Texte de l'exercice:
Les experts ont ensuite répété les éléments évoqués dans les appréciations individuelles. La psychiatre a ajouté concernant l’analyse des indicateurs standards selon la nouvelle jurisprudence qu’il existait toujours un suivi psychiatrique avec une compliance satisfaisante. Le syndrome douloureux entraînait peu de limitations fonctionnelles dans la vie professionnelle. La vie familiale de l’expertisée était également peu affectée par le syndrome douloureux et l’état dépressif décrit. Il existait un trouble de la personnalité mais il n’empêchait pas l’assurée de mobiliser ses ressources pour conserver une vie sociale et son activité professionnelle. En conclusion, au vu d’un état anxio-dépressif jugé non sévère en dehors des épisodes de crise, d’un trouble de la personnalité non décompensé chez une assurée capable de mobiliser ses ressources pour travailler jusqu’à un taux de 100 %, la capacité de travail était totale.

Après discussion collégiale, les experts estimaient en tenant compte des constatations du Dr B_______ que la capacité de travail de l’assurée avait été de 50 % du 29 mars 2005 au 31 décembre 2006, puis de 100 % à partir du 1er janvier 2007 dans son activité habituelle. Il faudrait s’assurer en cas de changement d’établissement que cette activité reste adaptée à la pathologie lombaire. Ils ont précisé que ces conclusions avaient été établies après le visionnage des images et la lecture des rapports de surveillance, qui corroboraient l’absence de limitations fonctionnelles importantes. Cependant, ces éléments ne permettaient pas d’apprécier l’état psychologique de l’assurée. Par ailleurs, le temps de travail ne pouvait être évalué parfaitement sur ces données, la présence au restaurant ne signifiant pas qu’elle y travaille.

Travail demandé:
a - Dans le texte sur l'expertise médicale, quelle capacité de travail les experts reconnaissent-ils à l'assurée à partir du 1er janvier 2007 ?
b - Recopiez tout ce qui va de « Après discussion collégiale, les » jusqu'à « qu’elle y travaille. » dans le texte sur l'expertise médicale.
c - Poursuivez le texte sur l'expertise médicale de l'assurée à partir de sa dernière phrase.

Données enregistrées:
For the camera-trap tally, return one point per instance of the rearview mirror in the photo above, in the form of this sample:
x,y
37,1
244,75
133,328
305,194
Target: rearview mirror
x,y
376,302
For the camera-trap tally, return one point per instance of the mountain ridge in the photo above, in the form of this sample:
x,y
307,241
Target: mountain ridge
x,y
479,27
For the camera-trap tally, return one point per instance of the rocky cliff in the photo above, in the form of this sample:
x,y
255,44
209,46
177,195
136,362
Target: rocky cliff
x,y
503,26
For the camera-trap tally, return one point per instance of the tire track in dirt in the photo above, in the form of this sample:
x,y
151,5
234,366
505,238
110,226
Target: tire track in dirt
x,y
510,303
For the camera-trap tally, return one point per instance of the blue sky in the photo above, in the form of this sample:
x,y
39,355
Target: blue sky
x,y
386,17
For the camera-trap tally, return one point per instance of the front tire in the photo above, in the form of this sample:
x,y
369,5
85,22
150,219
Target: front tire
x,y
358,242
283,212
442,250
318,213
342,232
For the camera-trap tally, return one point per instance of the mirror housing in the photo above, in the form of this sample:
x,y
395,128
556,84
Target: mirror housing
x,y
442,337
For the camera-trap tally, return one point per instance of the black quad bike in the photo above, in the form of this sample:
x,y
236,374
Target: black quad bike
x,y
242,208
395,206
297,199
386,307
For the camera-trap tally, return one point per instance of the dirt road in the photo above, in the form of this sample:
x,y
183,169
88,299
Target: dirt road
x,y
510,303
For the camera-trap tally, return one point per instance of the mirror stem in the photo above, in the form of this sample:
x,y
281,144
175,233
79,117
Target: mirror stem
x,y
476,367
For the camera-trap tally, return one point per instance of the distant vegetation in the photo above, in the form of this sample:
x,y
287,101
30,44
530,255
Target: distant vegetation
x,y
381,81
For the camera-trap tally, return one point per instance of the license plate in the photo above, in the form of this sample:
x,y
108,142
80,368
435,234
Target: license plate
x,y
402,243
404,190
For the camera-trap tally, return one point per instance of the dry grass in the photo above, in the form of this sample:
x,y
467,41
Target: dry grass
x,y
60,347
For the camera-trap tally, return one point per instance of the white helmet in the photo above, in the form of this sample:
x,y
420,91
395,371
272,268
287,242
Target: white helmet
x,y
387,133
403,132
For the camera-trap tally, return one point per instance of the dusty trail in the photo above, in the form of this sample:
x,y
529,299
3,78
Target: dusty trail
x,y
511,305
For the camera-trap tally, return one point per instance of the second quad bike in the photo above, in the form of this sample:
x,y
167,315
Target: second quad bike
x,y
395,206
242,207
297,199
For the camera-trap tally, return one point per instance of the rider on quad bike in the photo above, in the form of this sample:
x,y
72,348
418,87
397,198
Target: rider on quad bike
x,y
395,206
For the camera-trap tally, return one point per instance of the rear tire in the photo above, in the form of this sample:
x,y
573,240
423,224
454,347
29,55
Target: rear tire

Réponses par numéro:
a - Une capacité de travail de 100 % dans son activité habituelle.

b -
Après discussion collégiale, les experts estimaient en tenant compte des constatations du Dr B_______ que la capacité de travail de l’assurée avait été de 50 % du 29 mars 2005 au 31 décembre 2006, puis de 100 % à partir du 1er janvier 2007 dans son activité habituelle. Il faudrait s’assurer en cas de changement d’établissement que cette activité reste adaptée à la pathologie lombaire. Ils ont précisé que ces conclusions avaient été établies après le visionnage des images et la lecture des rapports de surveillance, qui corroboraient l’absence de limitations fonctionnelles importantes. Cependant, ces éléments ne permettaient pas d’apprécier l’état psychologique de l’assurée. Par ailleurs, le temps de travail ne pouvait être évalué parfaitement sur ces données, la présence au restaurant ne signifiant pas qu’elle y travaille.

c -
27.    L’assurée a été admise à l’Unité d’urgences psychiatriques des Hôpitaux universitaires de Genève (HUG), où elle a séjourné du 17 au 19 octobre 2016 en raison d’une crise d’agitation avec abus médicamenteux. Le diagnostic d’hypomanie avec symptômes psychotiques a été posé.

28.    Du 19 octobre au 2 novembre 2016, l’assurée a été hospitalisée contre sa volonté au Service de psychiatrie générale des HUG, en raison d’une décompensation psychotique avec idées délirantes de persécution.

29.    Dans la lettre de sortie du 3 novembre, les médecins ont retenu le diagnostic principal de trouble dépressif récurrent, actuellement en rémission (F 33.4) et le diagnostic de trouble psychotique aigu et transitoire, sans précision (F 23.9). Le psychiatre traitant les avait informés du fait que le probable facteur déclenchant serait une expertise. Au vu de l’absence de symptômes dépressif et psychotique et de critères de dangerosité, un retour à domicile avait été décidé, lequel serait suivi d’une hospitalisation à la Clinique de Montana.

30.    L’assurée a séjourné à la Clinique genevoise de Montana du 3 au 17 novembre 2016. Les docteurs L_______ et M_______ ont notamment posé le diagnostic principal de trouble dépressif récurrent, épisode actuel moyen, les diagnostics secondaires étant de nature somatique et comprenant des dorsalgies. L’assurée avait bénéficié d’un soutien médico-infirmier régulier et d’un suivi avec un psychologue. Elle s’était montrée investie et motivée, et sa thymie s’était rapidement améliorée pendant le séjour.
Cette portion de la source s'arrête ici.